All of the entries should be written out again exactly.

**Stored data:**
=====
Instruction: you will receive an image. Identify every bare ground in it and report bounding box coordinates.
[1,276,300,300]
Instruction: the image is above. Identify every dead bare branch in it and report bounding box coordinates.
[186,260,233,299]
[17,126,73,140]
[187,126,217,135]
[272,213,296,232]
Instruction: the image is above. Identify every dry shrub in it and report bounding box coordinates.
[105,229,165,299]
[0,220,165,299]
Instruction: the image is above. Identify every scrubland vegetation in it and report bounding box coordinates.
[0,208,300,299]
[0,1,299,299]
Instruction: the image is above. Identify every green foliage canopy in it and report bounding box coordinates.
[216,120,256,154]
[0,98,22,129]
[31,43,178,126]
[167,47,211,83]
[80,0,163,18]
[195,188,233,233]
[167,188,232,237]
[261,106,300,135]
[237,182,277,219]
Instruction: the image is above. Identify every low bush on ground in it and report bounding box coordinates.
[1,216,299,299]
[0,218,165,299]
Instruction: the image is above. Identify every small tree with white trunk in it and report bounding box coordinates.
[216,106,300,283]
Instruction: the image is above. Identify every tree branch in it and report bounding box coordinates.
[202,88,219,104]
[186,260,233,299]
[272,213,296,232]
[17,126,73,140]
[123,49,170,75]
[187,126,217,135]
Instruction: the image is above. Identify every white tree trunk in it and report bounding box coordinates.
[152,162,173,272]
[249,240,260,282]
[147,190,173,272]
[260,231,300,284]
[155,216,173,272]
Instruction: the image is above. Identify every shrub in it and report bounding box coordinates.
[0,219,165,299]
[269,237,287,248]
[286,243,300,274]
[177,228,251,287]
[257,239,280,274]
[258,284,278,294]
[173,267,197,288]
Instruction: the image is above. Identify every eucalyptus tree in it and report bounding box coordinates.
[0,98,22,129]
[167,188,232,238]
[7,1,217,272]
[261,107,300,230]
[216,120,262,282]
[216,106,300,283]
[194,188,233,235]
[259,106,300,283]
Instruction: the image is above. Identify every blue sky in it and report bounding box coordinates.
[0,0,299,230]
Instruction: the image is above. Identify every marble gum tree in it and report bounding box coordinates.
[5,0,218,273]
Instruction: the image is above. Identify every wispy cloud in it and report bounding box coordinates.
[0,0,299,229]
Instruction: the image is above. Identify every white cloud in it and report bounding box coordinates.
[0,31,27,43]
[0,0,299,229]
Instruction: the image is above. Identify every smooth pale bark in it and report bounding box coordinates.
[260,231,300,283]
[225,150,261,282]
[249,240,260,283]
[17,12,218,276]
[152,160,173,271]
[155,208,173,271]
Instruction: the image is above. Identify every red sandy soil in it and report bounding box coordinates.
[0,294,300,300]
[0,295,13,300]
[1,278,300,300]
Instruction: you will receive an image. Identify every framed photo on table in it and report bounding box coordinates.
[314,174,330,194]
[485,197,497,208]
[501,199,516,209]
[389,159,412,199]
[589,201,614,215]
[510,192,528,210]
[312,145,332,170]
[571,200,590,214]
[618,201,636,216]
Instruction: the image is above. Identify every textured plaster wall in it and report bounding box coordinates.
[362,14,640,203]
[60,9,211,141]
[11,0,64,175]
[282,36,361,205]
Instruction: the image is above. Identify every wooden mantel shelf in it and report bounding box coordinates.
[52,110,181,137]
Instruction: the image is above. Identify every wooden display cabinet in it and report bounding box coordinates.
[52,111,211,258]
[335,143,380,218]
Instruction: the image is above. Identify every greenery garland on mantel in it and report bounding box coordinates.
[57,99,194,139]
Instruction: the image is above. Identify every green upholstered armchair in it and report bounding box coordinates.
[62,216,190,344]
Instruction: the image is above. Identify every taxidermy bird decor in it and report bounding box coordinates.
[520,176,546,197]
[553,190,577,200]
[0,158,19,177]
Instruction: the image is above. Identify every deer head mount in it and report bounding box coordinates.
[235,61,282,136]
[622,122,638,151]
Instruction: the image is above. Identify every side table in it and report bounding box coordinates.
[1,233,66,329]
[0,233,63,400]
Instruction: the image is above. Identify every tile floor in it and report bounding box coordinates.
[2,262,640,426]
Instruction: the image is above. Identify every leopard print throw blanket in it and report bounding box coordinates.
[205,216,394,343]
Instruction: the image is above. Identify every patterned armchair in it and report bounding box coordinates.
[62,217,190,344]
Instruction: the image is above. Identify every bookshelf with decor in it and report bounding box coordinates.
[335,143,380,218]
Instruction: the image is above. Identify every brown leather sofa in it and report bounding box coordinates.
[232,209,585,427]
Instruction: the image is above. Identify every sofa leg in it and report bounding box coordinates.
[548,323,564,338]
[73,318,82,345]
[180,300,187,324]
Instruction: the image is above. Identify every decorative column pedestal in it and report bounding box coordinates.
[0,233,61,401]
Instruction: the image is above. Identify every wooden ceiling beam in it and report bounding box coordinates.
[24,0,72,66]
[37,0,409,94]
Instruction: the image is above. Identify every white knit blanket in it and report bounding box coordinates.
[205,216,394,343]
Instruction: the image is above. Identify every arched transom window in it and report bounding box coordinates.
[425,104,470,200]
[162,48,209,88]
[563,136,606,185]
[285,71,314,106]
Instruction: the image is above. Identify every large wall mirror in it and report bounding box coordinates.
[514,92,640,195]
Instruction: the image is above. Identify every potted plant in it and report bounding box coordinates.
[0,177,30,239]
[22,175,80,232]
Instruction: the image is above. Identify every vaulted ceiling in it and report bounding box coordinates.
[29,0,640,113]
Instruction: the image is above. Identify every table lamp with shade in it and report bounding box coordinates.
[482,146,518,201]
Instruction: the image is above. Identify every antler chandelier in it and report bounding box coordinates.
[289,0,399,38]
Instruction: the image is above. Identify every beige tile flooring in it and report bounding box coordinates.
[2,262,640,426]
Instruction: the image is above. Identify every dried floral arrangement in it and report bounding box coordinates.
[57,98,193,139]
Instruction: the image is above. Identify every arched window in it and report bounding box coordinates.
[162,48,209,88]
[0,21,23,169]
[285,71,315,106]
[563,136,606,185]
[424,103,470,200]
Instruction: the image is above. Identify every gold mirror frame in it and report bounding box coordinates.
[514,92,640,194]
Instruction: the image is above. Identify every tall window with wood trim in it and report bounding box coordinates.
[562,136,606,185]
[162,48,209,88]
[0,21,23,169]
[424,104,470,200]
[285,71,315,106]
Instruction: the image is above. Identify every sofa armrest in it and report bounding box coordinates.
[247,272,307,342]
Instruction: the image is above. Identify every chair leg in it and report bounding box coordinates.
=====
**Response:**
Instruction: you will receive an image. Identify every bare ground in it and report bounding box coordinates.
[1,276,300,300]
Instruction: the image is above. Identify every dead bare branch in it and report bounding box coordinates.
[186,260,233,299]
[17,126,73,140]
[187,126,217,135]
[272,213,296,232]
Instruction: the image is above. Identify every dry shrub in it and report bounding box coordinates.
[105,229,165,299]
[0,220,165,299]
Instruction: the image is above. Identify every scrubland vegetation in it and report bounding box coordinates.
[0,208,300,299]
[0,1,299,299]
Instruction: the image is above. Identify every green foliage canopy in it and report bounding box coordinates.
[216,120,256,154]
[0,98,22,129]
[31,43,178,126]
[167,47,211,83]
[80,0,163,18]
[195,188,233,233]
[167,188,232,237]
[261,106,300,135]
[237,182,277,219]
Instruction: the image is above. Identify every low bush on ground in it and report bounding box coordinates.
[1,216,299,299]
[0,218,165,299]
Instruction: the image is above. Identify every small tree with white trunk in it and report bounding box coordinates.
[216,106,300,283]
Instruction: the image is above. Identify every tree branch in it and report bounding box coordinates.
[202,88,219,104]
[186,260,233,299]
[272,213,296,232]
[17,126,73,140]
[123,49,170,75]
[187,126,217,135]
Instruction: the image is above. Identify every white tree trunk in it and report bounding box coordinates.
[152,162,173,272]
[249,240,260,282]
[147,190,173,272]
[260,231,300,284]
[155,216,173,272]
Instruction: the image is above. Identify every shrub in it and report bounding box coordinates.
[0,219,165,299]
[269,237,287,248]
[286,243,300,274]
[177,228,251,287]
[257,239,280,274]
[258,284,278,294]
[173,267,197,288]
Instruction: the image is above. Identify every eucalyptus tree in it and report bounding box coordinates.
[0,98,22,129]
[167,188,232,238]
[7,1,217,272]
[261,107,300,230]
[216,120,262,282]
[216,106,300,283]
[194,188,233,235]
[259,106,300,283]
Instruction: the image is above. Identify every blue sky in it and report bounding box coordinates.
[0,0,299,230]
Instruction: the image is above. Identify every marble gum tree in it and report bounding box coordinates.
[5,0,218,273]
Instruction: the image is above. Identify every wispy cloud in it and report bounding box coordinates.
[0,0,299,229]
Instruction: the image is above. Identify every white cloud in it and report bounding box coordinates.
[0,31,27,43]
[0,0,299,229]
Instruction: the image is above. Identify every smooth pale bark in it and report bounding box coordinates.
[260,231,300,283]
[225,150,261,282]
[249,240,260,283]
[17,12,218,276]
[152,160,173,271]
[155,208,173,271]
Instruction: the image is above. Identify every red sandy soil in it and report bounding box coordinates.
[0,294,300,300]
[0,295,13,300]
[1,278,300,300]
Instruction: you will receive an image. Identify every framed photo on table in it and report bounding box coordinates.
[314,174,330,194]
[485,197,497,208]
[501,199,516,209]
[389,159,412,199]
[589,201,614,215]
[510,192,528,210]
[312,145,332,170]
[571,200,590,214]
[618,201,636,216]
Instruction: the image is above. Identify every textured plaster wall in it and report bounding box coordinates.
[362,14,640,203]
[60,9,211,141]
[11,0,64,175]
[282,36,361,205]
Instruction: the image is above. Identify every wooden mantel shelf in it and report bounding box coordinates.
[52,110,181,137]
Instruction: the image is above. Identify every wooden display cabinet in it and report bounding box coordinates.
[52,111,211,258]
[335,143,380,218]
Instruction: the image is above. Identify every greenery garland on mantel in it and report bounding box coordinates.
[57,99,194,139]
Instruction: the image is above. Identify every green upholstered armchair in it and report bounding box coordinates.
[62,216,190,344]
Instruction: the image is above. Identify every taxidermy bird decor in it and report bounding box coordinates.
[520,176,546,197]
[553,190,577,200]
[0,158,19,177]
Instruction: the image is above. Identify every deer head mount in it and report bounding box coordinates.
[235,61,282,136]
[622,122,638,151]
Instruction: the image is above. Identify every side table in it and report bounding box coordinates.
[1,233,66,329]
[0,233,63,400]
Instruction: the image is above. Identify every tile floor in it and report bounding box coordinates.
[2,262,640,426]
Instruction: the image is above. Identify every leopard print throw blanket in it and report bounding box coordinates.
[205,216,394,343]
Instruction: the image is above. Identify every patterned armchair in it and report bounding box coordinates.
[62,217,190,344]
Instruction: the image is above. Identify every bookshelf with decor in it and report bounding box coordinates.
[335,143,380,218]
Instruction: the image is above. Identify every brown leather sofa in it and report bounding box coordinates.
[232,209,585,427]
Instruction: the image is above. Identify every sofa leg in it and report bounding box coordinates.
[548,323,564,338]
[73,318,82,345]
[180,300,187,324]
Instruction: the image is above. Identify every decorative column pedestal in it and report bounding box coordinates.
[0,233,61,401]
Instruction: the image is above. Identify every wooden ceiling beam in it and report bounding box coordinates.
[24,0,72,66]
[37,0,409,94]
Instruction: the image is above. Identify every white knit blanket in it and report bounding box coordinates.
[205,216,394,343]
Instruction: the image is above. Identify every arched transom window in it and report bounding box coordinates.
[425,104,470,200]
[162,48,209,88]
[563,136,606,185]
[285,71,314,106]
Instruction: the image is above. Identify every large wall mirror in it and report bounding box coordinates.
[514,92,640,195]
Instruction: the image is above. Identify every potted plant in it and report bounding box coordinates.
[0,177,30,239]
[22,175,80,232]
Instruction: the image is above. Identify every vaulted ceiling in it and report bounding box coordinates.
[29,0,640,113]
Instruction: the image is above. Identify every table lamp with shade in it and report bounding box coordinates.
[482,146,518,201]
Instruction: the image is above. Identify every antler chandelier in it and report bounding box coordinates.
[289,0,399,38]
Instruction: the image is above. Identify every beige tile flooring in it and report bounding box coordinates.
[2,262,640,426]
Instruction: the image is above. Identify every dried floral arrangement in it and report bounding box coordinates.
[57,98,193,139]
Instruction: the image is above. Identify every arched window in it and report bounding box coordinates.
[162,48,209,88]
[0,21,23,169]
[285,71,315,106]
[563,136,606,185]
[424,103,470,200]
Instruction: the image is above. Identify every gold mirror frame in it and report bounding box coordinates.
[514,92,640,194]
Instruction: the image is above. Identify every tall window with wood trim in it and report bounding box coordinates.
[562,136,606,185]
[162,48,209,88]
[0,21,23,169]
[424,104,470,200]
[285,71,315,106]
Instruction: the image is above. Identify every sofa armrest in it and report bounding box coordinates.
[247,272,307,342]
Instruction: the image is above. Identify every chair leg in it and report bounding box coordinates.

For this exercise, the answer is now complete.